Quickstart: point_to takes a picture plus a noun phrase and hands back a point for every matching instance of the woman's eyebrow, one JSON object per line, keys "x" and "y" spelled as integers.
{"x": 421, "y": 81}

========================================

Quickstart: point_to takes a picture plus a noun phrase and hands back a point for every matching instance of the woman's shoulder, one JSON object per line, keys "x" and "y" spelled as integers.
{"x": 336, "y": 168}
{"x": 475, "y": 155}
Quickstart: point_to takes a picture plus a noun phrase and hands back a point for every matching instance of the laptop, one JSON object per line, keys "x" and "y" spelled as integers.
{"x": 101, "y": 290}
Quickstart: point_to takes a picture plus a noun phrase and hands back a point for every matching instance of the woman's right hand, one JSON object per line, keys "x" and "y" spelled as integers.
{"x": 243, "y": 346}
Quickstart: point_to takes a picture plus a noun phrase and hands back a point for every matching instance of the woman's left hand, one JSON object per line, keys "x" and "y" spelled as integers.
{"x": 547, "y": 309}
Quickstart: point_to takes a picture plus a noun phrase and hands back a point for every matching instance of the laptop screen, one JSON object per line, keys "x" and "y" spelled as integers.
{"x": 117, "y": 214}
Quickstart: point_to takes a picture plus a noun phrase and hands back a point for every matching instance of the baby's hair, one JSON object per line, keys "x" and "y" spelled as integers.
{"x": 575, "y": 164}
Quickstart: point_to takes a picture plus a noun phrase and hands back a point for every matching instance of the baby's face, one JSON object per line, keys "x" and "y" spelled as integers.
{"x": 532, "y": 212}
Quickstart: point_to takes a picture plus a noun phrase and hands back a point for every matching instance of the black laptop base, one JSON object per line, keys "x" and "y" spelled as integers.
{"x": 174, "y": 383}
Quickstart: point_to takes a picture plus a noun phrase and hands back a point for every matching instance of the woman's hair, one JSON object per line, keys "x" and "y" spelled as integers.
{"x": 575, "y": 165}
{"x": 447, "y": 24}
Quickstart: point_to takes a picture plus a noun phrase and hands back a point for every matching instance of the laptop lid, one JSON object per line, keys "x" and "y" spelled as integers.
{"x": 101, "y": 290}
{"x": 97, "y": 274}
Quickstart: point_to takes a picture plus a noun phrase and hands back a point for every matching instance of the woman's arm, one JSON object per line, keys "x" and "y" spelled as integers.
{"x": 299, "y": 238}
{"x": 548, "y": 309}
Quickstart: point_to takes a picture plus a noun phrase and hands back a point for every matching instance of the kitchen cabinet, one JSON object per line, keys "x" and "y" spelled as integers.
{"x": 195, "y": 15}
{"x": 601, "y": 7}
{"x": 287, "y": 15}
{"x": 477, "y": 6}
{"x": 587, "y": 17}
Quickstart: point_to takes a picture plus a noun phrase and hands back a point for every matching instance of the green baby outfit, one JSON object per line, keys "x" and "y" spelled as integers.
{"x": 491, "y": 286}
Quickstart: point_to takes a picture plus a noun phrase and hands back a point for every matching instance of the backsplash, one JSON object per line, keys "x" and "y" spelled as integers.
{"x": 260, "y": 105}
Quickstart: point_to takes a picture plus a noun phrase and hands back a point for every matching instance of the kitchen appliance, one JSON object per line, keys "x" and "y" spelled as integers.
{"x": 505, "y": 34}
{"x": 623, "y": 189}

========================================

§ Work to be completed
Count the lines in the records above that contain the string "hair". Case counts, and the reply should be only that number.

§ The reply
2